-- Work to do --
Give the records below as a two-column CSV headed text and answer, with one row per record, each field enclosed in quotation marks and any line breaks replaced by spaces. Cover every record and omit the pictures.
━━━━━ Records to use
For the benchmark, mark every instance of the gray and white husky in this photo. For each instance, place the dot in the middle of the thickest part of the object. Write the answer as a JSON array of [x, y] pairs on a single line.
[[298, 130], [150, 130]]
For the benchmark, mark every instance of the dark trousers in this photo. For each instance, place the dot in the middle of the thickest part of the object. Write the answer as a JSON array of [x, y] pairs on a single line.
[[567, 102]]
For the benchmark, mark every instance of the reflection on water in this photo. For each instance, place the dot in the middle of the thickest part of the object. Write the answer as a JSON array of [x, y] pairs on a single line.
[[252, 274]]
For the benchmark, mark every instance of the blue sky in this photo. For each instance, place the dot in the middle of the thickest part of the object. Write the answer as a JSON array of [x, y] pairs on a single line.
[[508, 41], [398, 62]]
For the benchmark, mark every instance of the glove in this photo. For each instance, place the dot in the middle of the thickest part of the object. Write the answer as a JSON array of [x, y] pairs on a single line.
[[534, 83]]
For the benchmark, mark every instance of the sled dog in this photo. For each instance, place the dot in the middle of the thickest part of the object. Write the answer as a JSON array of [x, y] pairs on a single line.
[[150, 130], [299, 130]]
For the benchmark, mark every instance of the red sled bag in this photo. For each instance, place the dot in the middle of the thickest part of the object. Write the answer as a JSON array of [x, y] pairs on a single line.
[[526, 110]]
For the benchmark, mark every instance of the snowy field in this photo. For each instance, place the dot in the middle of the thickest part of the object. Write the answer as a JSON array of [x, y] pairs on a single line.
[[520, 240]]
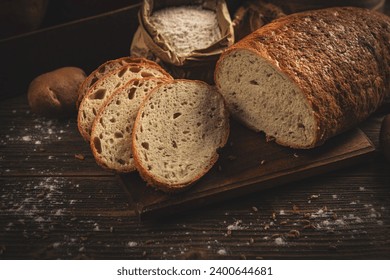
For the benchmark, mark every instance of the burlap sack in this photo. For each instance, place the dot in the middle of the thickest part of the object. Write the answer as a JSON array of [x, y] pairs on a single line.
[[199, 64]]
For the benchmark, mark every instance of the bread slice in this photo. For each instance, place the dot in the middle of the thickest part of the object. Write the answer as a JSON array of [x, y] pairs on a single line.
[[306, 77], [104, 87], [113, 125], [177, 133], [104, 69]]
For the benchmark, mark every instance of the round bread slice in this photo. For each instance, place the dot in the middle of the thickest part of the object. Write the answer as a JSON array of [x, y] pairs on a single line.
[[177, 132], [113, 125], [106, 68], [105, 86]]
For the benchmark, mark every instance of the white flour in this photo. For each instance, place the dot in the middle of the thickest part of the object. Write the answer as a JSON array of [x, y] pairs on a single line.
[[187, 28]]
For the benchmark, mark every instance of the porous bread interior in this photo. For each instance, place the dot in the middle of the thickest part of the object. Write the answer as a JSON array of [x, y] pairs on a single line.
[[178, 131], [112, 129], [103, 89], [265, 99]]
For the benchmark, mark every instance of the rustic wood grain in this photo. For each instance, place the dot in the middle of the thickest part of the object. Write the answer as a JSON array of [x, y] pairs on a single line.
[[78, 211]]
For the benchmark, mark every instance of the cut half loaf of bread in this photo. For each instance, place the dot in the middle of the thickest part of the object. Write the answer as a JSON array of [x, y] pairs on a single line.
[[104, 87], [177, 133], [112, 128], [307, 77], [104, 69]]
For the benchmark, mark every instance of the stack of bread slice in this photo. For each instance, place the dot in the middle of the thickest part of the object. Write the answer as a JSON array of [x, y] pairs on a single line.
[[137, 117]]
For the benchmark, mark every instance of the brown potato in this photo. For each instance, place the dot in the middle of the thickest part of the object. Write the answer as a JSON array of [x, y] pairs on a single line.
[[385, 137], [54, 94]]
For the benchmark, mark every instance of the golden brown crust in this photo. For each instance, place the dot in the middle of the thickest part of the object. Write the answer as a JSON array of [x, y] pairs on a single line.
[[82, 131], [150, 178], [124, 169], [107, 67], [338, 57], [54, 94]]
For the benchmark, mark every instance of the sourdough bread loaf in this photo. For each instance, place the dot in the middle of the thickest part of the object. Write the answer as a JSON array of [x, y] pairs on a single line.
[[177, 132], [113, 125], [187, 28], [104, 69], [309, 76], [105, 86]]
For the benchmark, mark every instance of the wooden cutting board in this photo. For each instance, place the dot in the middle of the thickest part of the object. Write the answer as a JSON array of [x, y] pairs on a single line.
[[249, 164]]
━━━━━━━━━━
-- Completed task --
text,answer
"For the benchmark, mark every instance of the gray and white husky in this photo. For each instance, place the dot in the middle of the thickest part of the object. Write the answer as a JSON array of [x, y] pairs on a single line.","[[298, 130], [150, 130]]"
"For the benchmark, mark every instance of the dark trousers in this photo. For each instance, place the dot in the middle of the thickest part of the object. Write the answer as a JSON array of [x, y] pairs on a single line.","[[567, 102]]"
"For the benchmark, mark every instance of the reflection on water in this photo. For each instance, place the dot in the middle of the thickest part of the object. Write the answer as a JSON array of [x, y] pairs on a single line.","[[252, 274]]"
"For the benchmark, mark every instance of the blue sky in this photo. For each instance, place the dot in the middle of the thickest part of the object. Write the answer as a JSON array of [x, y] pairs on a single line.","[[508, 41], [398, 62]]"
"For the benchmark, mark every instance of the glove in this photo. For each instance, place the dot in the middle of the thickest part of the object. Write the answer as a JSON array of [x, y] pairs on a single line.","[[534, 83]]"
"For the benchmark, mark every instance of the sled dog in this photo. For each instance, place the dot in the middle of the thickest part of the object. Write the answer as a JSON array of [x, y] pairs on a single line.","[[150, 130], [299, 130]]"
"For the benchmark, mark every instance of the red sled bag in this photo. For each instance, place the dot in the middle of the thickest part of the object. Write the answer as a JSON array of [x, y] pairs on a single line.","[[526, 110]]"
"For the benchmark, mark every instance of the snowy field in this photo. For each instance, place the dot in the middle of the thickest part of the object. Write the answer as a JSON array of [x, y] pairs on a single line.","[[520, 240]]"
"For the benchmark, mark every instance of the burlap sack in this photo. For each instance, place the dot in the middle of the thickest part of the object. Write the answer as a JSON array of [x, y] pairs on a single line.","[[199, 64]]"
"For the benchmark, mark every instance of the bread slice in this photo. For each instance, place the dot in the middle of the thickest part of the object. Write the answer as a JSON array of [x, y] pairs on a single line.","[[306, 77], [104, 87], [113, 125], [177, 133], [104, 69]]"
"For the benchmark, mark every instance of the round bread slice in this photo. For each instance, place the dot in the middle of the thickest part of the object. Write the answer as a JSON array of [x, y] pairs on a single line.","[[177, 132], [113, 125], [106, 68], [105, 86]]"
"For the benchmark, mark every instance of the white flour in this photo. For each instance, place the dot in the middle of the thickest part of the object. Write the answer as a JSON array of [x, y] pairs on a single line.","[[187, 28]]"
"For the benchmark, mark every instance of the porous bread interior in this photo. For each instance, place the dot in the middle of the thickest part of the object. Write the answer as a JSON array of [x, y] pairs on a single line.","[[178, 131], [112, 129], [103, 89], [265, 99]]"
"For the benchmark, mark every instance of the rustic wood grain in this photo. For each instance, place the dot in the middle of the thickest part of the object. Write the answer as a JSON array of [x, y] pairs on a single line.","[[78, 211]]"
"For the benchmark, mark every instance of the cut half loaf of bread in this photo. For each instance, place the dot in the middle of the thickest part of the object. Write the answer as a JSON array of [x, y] pairs on a single line.","[[104, 87], [177, 133], [112, 128], [307, 77], [104, 69]]"
"For the benchmark, mark every instance of the stack of bread slice in this photo. For each instance, place the dot in the middle of the thickest part of the object. Write the answer as a JSON array of [x, y] pairs on a single line.","[[137, 117]]"
"For the benchmark, mark every instance of the brown potato in this photo. For each instance, place the dot in the middle of the thickest part of the object. Write the answer as a JSON array of [x, y] pairs on a single line.","[[385, 137], [54, 94]]"
"For the benchmark, mark every instance of the golden brown crust in this photo. For each instance, place the dot in the middle of the thickest part of the object. Write the answer as a JSON array of [x, y] pairs on a single line.","[[82, 131], [150, 178], [124, 169], [107, 67], [338, 57], [54, 94]]"
"For the benchmark, mark every instance of the sourdough bread loaf in this photo. For each instance, place the dot in the middle of the thickest part of the object. Write the answer as a JSON array of [x, y] pairs on a single line.","[[177, 132], [113, 125], [187, 28], [104, 69], [309, 76], [105, 86]]"
"For the benchmark, mark every instance of the wooden cutting board in this photo. For each instance, place the dot in the middle of the thickest part of the object. Write the answer as a JSON array of [x, y] pairs on a single line.","[[249, 164]]"